Task item
Your reply should be made up of every line in the records below that holds the string "green".

Phrase grounding data:
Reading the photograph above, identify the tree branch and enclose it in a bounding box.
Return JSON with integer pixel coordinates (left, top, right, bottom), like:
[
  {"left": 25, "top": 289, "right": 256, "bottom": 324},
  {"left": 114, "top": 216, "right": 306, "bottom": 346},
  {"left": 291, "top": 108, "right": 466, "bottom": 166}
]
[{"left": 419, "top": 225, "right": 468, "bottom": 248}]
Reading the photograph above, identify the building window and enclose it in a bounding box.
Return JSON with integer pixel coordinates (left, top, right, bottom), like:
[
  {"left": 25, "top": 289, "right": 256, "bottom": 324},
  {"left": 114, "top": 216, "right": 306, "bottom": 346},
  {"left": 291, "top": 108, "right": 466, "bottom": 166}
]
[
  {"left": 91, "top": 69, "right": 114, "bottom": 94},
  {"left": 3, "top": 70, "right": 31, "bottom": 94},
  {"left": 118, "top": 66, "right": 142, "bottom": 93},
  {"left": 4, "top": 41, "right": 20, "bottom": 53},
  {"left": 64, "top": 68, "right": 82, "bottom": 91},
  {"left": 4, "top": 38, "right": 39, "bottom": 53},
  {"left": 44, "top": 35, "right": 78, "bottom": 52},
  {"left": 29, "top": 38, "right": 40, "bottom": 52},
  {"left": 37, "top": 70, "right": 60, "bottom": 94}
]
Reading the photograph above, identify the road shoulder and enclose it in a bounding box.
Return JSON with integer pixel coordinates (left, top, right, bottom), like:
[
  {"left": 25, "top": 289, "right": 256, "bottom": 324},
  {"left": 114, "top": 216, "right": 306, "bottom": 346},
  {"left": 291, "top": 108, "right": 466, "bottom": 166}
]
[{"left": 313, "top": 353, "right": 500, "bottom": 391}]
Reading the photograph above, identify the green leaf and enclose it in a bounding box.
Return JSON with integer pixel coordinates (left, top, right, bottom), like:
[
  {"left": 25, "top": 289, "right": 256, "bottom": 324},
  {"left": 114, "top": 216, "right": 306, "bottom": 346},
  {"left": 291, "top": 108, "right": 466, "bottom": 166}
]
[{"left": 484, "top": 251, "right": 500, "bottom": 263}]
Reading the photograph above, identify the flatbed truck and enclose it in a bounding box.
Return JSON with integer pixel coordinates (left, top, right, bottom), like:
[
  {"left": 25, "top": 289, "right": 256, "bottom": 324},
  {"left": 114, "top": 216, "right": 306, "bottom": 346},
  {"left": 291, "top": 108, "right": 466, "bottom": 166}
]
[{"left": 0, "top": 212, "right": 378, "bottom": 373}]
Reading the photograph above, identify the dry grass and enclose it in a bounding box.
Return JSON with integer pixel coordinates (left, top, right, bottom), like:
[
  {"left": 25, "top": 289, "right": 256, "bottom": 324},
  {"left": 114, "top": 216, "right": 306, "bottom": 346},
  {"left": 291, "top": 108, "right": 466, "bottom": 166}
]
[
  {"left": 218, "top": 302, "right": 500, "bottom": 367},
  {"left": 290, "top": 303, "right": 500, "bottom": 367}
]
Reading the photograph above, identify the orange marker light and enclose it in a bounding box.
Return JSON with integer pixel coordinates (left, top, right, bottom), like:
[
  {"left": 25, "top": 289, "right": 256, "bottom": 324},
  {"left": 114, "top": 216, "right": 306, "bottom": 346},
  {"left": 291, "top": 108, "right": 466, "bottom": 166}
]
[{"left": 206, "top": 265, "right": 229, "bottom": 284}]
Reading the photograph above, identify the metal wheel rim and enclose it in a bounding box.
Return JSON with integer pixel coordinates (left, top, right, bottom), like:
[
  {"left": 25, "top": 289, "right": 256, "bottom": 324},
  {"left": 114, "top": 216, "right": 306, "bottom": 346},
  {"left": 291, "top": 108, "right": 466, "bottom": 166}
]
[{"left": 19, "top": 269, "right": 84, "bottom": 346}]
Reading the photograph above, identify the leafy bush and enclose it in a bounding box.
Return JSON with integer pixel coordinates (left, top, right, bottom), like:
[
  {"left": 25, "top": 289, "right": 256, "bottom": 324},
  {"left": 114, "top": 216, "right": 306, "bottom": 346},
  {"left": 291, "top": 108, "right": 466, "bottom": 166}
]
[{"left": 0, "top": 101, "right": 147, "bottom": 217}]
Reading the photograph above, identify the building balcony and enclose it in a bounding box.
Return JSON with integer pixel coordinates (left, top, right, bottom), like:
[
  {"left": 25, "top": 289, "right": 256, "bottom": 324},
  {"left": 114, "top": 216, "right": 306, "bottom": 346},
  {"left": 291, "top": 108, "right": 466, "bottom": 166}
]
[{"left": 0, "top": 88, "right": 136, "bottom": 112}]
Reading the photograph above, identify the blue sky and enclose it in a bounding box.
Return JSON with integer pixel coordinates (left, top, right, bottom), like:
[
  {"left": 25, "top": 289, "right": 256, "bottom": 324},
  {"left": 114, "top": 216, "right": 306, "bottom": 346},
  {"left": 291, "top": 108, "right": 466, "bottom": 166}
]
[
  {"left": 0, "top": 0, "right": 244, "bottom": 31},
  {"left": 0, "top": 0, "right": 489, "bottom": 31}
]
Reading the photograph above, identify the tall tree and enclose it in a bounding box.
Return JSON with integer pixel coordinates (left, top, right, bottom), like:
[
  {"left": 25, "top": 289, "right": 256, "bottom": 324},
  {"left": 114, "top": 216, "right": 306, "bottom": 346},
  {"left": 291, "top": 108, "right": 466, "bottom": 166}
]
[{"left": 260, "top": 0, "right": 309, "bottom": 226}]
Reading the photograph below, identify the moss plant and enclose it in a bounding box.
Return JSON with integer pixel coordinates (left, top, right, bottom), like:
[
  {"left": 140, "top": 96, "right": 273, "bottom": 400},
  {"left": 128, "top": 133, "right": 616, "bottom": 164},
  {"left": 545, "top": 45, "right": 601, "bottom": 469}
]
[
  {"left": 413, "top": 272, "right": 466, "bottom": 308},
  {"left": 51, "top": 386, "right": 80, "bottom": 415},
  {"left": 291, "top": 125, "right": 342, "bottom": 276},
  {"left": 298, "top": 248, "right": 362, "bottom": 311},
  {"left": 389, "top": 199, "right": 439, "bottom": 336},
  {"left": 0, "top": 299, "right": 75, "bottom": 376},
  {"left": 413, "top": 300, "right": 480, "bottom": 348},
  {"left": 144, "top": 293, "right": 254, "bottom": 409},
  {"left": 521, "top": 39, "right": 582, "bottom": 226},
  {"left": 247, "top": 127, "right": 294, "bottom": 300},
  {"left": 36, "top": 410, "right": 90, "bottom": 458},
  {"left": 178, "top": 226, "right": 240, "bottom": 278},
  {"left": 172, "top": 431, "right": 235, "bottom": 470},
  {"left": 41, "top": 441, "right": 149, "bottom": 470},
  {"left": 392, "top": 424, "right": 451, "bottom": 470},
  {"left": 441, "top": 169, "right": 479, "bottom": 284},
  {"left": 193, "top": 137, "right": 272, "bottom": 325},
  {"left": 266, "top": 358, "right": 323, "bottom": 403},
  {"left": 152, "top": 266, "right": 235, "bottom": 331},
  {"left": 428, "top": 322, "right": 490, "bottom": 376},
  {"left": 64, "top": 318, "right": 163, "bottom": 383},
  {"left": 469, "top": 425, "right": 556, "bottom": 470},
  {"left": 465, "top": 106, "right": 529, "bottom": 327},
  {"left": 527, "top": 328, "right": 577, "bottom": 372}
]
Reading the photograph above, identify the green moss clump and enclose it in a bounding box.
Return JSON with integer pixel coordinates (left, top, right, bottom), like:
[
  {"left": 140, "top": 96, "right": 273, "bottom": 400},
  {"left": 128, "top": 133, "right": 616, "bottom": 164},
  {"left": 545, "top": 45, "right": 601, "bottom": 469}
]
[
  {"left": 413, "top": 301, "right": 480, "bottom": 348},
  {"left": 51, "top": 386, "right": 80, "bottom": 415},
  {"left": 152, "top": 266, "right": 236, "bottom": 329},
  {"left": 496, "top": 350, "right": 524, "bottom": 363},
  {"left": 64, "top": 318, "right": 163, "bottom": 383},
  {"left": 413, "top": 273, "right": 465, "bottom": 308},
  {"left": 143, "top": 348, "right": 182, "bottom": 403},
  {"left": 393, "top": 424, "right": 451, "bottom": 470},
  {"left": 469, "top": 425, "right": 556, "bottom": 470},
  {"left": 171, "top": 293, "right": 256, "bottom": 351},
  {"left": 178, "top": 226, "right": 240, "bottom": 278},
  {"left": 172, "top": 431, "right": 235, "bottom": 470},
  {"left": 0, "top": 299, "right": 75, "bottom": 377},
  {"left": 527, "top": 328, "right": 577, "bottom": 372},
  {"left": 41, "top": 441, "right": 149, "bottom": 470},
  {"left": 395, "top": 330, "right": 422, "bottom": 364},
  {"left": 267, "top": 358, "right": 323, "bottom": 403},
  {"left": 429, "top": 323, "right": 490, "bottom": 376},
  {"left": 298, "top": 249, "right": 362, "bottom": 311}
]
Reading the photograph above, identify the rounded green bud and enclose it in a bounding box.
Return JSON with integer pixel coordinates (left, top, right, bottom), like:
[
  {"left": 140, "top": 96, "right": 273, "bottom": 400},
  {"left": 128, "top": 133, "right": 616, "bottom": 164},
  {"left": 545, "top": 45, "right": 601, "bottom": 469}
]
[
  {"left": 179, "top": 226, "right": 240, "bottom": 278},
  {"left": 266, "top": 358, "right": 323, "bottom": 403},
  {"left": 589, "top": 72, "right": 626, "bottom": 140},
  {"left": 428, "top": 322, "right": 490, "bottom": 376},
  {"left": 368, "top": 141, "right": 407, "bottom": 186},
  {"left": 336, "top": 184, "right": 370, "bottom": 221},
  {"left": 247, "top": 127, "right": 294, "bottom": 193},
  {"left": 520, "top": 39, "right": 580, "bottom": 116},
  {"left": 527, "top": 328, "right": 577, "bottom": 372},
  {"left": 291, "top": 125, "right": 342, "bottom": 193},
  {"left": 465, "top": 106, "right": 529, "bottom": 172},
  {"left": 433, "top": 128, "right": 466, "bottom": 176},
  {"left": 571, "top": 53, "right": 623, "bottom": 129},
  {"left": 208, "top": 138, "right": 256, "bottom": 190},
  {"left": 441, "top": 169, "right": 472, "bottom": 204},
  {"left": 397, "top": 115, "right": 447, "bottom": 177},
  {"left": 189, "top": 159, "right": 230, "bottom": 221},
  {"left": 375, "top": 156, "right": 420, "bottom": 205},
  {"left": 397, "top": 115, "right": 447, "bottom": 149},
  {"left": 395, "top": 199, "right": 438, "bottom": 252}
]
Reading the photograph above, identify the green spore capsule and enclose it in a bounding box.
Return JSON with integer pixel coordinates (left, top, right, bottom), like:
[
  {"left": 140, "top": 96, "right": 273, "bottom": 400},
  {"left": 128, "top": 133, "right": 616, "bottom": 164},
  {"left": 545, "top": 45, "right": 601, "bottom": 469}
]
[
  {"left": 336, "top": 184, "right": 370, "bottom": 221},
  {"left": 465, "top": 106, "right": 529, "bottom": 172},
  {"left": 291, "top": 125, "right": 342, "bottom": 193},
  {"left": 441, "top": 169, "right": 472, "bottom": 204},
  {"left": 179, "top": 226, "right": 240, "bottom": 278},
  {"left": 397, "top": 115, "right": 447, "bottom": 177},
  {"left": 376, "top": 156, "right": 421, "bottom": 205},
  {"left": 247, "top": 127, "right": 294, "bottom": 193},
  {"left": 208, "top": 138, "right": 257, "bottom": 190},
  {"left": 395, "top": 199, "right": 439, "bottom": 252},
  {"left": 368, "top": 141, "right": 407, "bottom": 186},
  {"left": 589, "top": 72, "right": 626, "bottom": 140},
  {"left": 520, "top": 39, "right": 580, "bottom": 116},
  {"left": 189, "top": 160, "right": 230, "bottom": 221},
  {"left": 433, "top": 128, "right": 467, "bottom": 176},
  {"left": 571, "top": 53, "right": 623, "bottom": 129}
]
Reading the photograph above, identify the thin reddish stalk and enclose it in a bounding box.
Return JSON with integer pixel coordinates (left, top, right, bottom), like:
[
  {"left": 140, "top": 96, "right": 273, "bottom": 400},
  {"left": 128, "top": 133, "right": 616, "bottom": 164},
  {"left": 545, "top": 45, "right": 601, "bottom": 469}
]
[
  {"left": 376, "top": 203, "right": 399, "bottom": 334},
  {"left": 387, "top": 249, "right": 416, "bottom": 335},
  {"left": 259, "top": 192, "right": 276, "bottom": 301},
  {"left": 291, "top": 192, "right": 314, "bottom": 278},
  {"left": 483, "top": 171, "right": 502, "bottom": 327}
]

Answer section
Reading the photograph above, identify the green leaf and enclose it in a bounding box.
Reading the photograph above, identify the green moss clump and enclose it in a bounding box.
Reading the photograph above, identify the rounded green bud and enclose it in a bounding box.
Reading the photograph above, identify the green spore capsule and enclose it in a bounding box.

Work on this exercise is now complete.